◆ Passage to read

......

Week 7 Exercises

This week we will study the essence of recursion and the classification of recursive functions in terms of recursion schemes. The difficulty-to-simplicity ratio of these concepts is perhaps the greatest you will ever come across.

Exercise 1

Consider the following function.

fix :: (a -> a) -> a
fix f = f (fix f)

This function is known as the fixed point combinator and it is basically recursion in the smallest box that will fit. Despite its unassuming appearance, the fixed point combinator plays an important role in programming language theory, because it is strong enough to generate any recursive function from a nonrecursive one.

Redefine the following functions by applying the fixed point combinator to nonrecursive generators. That is, for each function f, implement a nonrecursive function fF and use it to define f by partially applying fix fF.

1. Generator for id :: a -> a.
2. Generator for (++) :: [a] -> [a] -> [a].
3. Generator for reverse :: [a] -> [a].
4. Generator for repeat :: a -> [a].
5. Generator for foldr :: (a -> b -> b) -> b -> [a] -> b.
6. Generator for unfoldr :: (b -> Maybe (a, b)) -> b -> [a].
7. Generator for fix :: (a -> a) -> a itself.

If you find yourself needing some helper functions, make sure they are not recursive either.

module Week7.Exercise1 where

import Data.Function (fix)

Exercise 2

Since the fixed point combinator is so simple, we can actually take it from the level of values to the level of types. The definition is the same, even though the syntax looks quite different.

newtype Fix m = Fix {unFix :: m (Fix m)}

Redefine the following types by applying the fixed point combinator to nonrecursive types. That is, for each type A, implement a nonrecursive type AF and use it to define A by partially applying Fix AF.

1. Generator for Bool.
2. Generator for Maybe a.
3. Generator for Either a b.
4. Generator for ().
5. Generator for [] a.
6. Generator for Void.
7. Generator for Identity a.
8. Generator for Stream a from the streams package.
9. Generator for Tree a from the containers package.
10. Generator for Expr from week 4 exercise 3.
11. Generator for Free m a from the free package.
12. Generator for Cofree m a from the free package.
13. Generator for Fix m itself.

Remember to test your generators to make sure that they really generate the right types.

It helps to derive a few type class instances and write pattern synonyms for your types.

$(deriveFoldable ''ExprF)
$(deriveFunctor ''ExprF)
$(deriveShow1 ''ExprF)
$(deriveTraversable ''ExprF)

pattern Add' :: Expr' -> Expr' -> Expr'
pattern Add' x y = Fix (AddF x y)

We will need them to do exercise 4 anyway.

{-# LANGUAGE CPP, TemplateHaskell #-}
{-# LANGUAGE PatternSynonyms #-}

module Week7.Exercise2 where

import Data.Foldable.Deriving (deriveFoldable)
import Data.Functor.Classes
import Data.Functor.Deriving (deriveFunctor)
import Data.Traversable.Deriving (deriveTraversable)
import Text.Show.Deriving (deriveShow1)

......

◆ Directions
1. In one to three sentences, explain why the week 7 recursion exercises say the fixed point combinator plays an important role in programming language theory.
2. Continue the week 7 recursion exercises past their final line.

◆ Material shown
......

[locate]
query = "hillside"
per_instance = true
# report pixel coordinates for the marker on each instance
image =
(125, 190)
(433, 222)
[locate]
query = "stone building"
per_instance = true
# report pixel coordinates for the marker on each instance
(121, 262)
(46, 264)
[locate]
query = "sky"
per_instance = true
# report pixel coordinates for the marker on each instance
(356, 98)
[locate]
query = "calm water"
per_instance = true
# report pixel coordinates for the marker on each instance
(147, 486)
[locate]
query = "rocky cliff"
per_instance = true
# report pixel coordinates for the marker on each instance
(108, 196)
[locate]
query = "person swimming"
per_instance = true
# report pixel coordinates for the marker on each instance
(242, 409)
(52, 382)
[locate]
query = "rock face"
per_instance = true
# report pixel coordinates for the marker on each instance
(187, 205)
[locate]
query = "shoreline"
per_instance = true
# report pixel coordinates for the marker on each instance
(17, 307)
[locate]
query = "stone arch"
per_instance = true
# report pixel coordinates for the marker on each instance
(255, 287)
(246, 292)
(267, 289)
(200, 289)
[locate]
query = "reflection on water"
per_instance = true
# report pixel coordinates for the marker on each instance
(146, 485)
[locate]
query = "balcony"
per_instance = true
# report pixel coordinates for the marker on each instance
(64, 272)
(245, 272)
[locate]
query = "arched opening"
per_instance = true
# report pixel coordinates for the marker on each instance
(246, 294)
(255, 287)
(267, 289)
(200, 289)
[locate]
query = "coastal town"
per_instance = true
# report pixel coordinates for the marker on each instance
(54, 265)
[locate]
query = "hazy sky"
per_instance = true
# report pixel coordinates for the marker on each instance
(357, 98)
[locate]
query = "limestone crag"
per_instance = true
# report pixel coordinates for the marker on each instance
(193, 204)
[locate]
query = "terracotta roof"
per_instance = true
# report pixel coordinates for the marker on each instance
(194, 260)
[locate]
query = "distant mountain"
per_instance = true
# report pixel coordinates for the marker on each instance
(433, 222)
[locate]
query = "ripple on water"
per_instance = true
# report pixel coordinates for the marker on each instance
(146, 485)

......

◆ Responses by task
1. The fixed point combinator is important in programming language theory because it is strong enough to generate any recursive function from a nonrecursive one. This holds despite its unassuming appearance, fix f = f (fix f).

2.
newtype Fix m = Fix {unFix :: m (Fix m)}

-- | We can derive a `Show` instance for `Fix` by
--
-- * adding the `deriving Show` clause to the `newtype` declaration,
-- * observing the error messages,
-- * replacing the `deriving Show` clause with the inferred
--   `deriving instance Show (m (Fix m)) => Show (Fix m)` declaration,
-- * observing the error messages,
-- * turning on the `StandaloneDeriving` extension,
-- * observing the error messages,
-- * turning on the `UndecidableInstances` extension,
-- * observing the worrying lack of error messages,
-- * turning on the `-ddump-deriv` option,
-- * observing the dump messages,
-- * replacing the `deriving instance Show (m (Fix m)) => Show (Fix m)`
--   declaration with the dumped instance,
-- * turning off the `StandaloneDeriving` and
--   `UndecidableInstances` extensions,
-- * changing the `Show (m (Fix m))` constraint to the `Show1 m` constraint,
-- * replacing the `showsPrec` call with the `showsPrec1` call,
-- * observing the error messages,
-- * importing the `Data.Functor.Classes` module,
-- * observing the reassuring lack of error messages,
-- * observing the excessively verbose mess that the instance produces,
-- * writing less verbose variations that break the `Show` laws,
-- * using splices to make it possible to choose one of the variations,
-- * observing the error messages,
-- * turning on the `TemplateHaskell` extension,
-- * observing the error messages,
-- * replacing the splices with preprocessing directives,
-- * turning off the `TemplateHaskell` extension,
-- * observing the error messages,
-- * turning on the `CPP` extension,
-- * observing the eventual lack of error messages and
-- * sacrificing a child to Cheibriados.
--
-- We can then obtain a `Show` instance for `Fix F`
-- (or any partial application thereof) by
--
-- * turning on the `TemplateHaskell` extension,
-- * splicing `deriveShow1 ''F` to derive a `Show1` instance for `F` and
-- * letting the compiler figure out the rest.
--
-- You may choose your preferred variation of `Show` based on your alignment.
#define NEUTRAL_GOOD

#ifdef LAWFUL_GOOD
instance Show1 m => Show (Fix m) where
  showsPrec n (Fix x) = showParen (n >= 11) (showString "Fix {" .
    showString "unFix = " . showsPrec1 0 x . showString "}")
#else
#ifdef NEUTRAL_GOOD
instance Show1 m => Show (Fix m) where
  showsPrec n (Fix x) = showParen (n >= 11)
    (showString "Fix " . showsPrec1 11 x)
#else
#ifdef CHAOTIC_GOOD
instance Show1 m => Show (Fix m) where
  showsPrec n (Fix x) = showsPrec1 n x
#else
#error Alignment
#endif
#endif
#endif

Exercise 3

In week 4 exercises 3 and 4 we looked at an evaluator and a parser for expressions in a semiring. We shall now complement them with a collection of other utilities.

Define at least half of the following utility functions. That is, fulfill at least 6 of the following 12 requirements, whichever you find most interesting.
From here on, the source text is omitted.